Task requirements:
Please explain, in one to three sentences, why the Cyberspace Administration of China rebuked Didi, according to the article below on 2021 developments for investors in Chinese firms.

Source document:
^^^^^^^^

The year of the Ox saw myriad twists and turns for investors in PRC firms. ACGA’s China Research and Project Director Nana Li takes a look at ten major developments during 2021 and considers how they may play out in the year of the tiger.

1. Taming the tech giants

It was a rollercoaster year for China tech stocks. Following the abrupt halt of the IPO of Ant Group in November 2020 by the Shanghai Stock Exchange which quoted “significant issues,” the State Administration for Market Regulation (SAMR) proposed new anti-monopoly rules targeting tech giants in China. By October 2021, SAMR published a draft amendment to the Anti-Monopoly Law, the first amendment since the legislation was adopted in 2007, to put more emphasis on the digital economy.

Expect monopolistic practices to be a key regulatory focus of 2022: in late December 2021, Gan Lin, chief of the State Anti-Monopoly Bureau (SAMB), vowed to further tighten enforcement against such practices in the year ahead. This is after a record fine of US$2.8 billion was imposed on Alibaba in April 2021 and another fine of US$533m was slapped on Meituan in October the same year for antitrust breaches.

Gan recently gave a speech which should be taken seriously. Beijing is determined to manage the rapid growth of the tech giants which kicked off with the Ant incident. The SAMB, which used to be the antitrust bureau inside the SAMR, is now reporting directly to the State Council. On 14 October 2021, the bureau issued a hiring announcement relating to 19 new roles, a significant increase to its workforce of about 50 staff at the time.

2. Didi’s brief encounter with the Big Apple

Less than a week after Didi made its IPO debut on the New York Stock Exchange on 30 June 2021, the Cyberspace Administration of China rebuked the company for illegally collecting users' data and demanded it takes a range of its taxi-hailing apps off the market. It also emerged that the company reportedly went ahead with the New York listing against the wishes of several Chinese regulators who asked it to “think twice about the application”.

By 3 December 2021, Didi announced plans to delist from New York and instead trade its shares in Hong Kong. Didi has signalled that it will gradually ask US shareholders to convert their shares into Hong Kong stock. In the meantime its six-month debut performance in New York was far from impressive—Didi’s shares fell from the IPO price of USUS$14 to around $5 by year-end.

It will be interesting to see how the sponsors of Didi’s NYSE IPO will convert their shares when the company is listed in Hong Kong. Another issue is how its lawyers working on the Hong Kong IPO will tackle and ultimately disclose the data security issue which so concerned PRC regulators. How Hong Kong regulators address this topic will also be of interest and may put the different listing rules of the two markets under the spotlight.

^^^^^^^^

Dataset records:
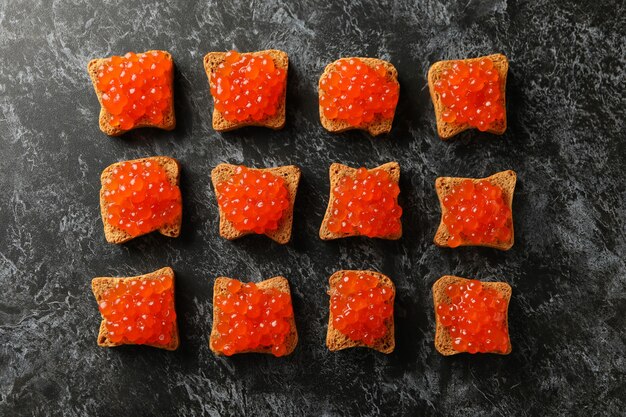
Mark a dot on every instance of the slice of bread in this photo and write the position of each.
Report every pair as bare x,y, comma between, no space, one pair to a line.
338,171
116,235
447,130
279,283
276,122
377,126
443,341
169,119
443,185
101,284
335,340
291,175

^^^^^^^^

Output for this task:
The Cyberspace Administration of China rebuked Didi for illegally collecting users' data, less than a week after the company's IPO debut on the New York Stock Exchange on 30 June 2021.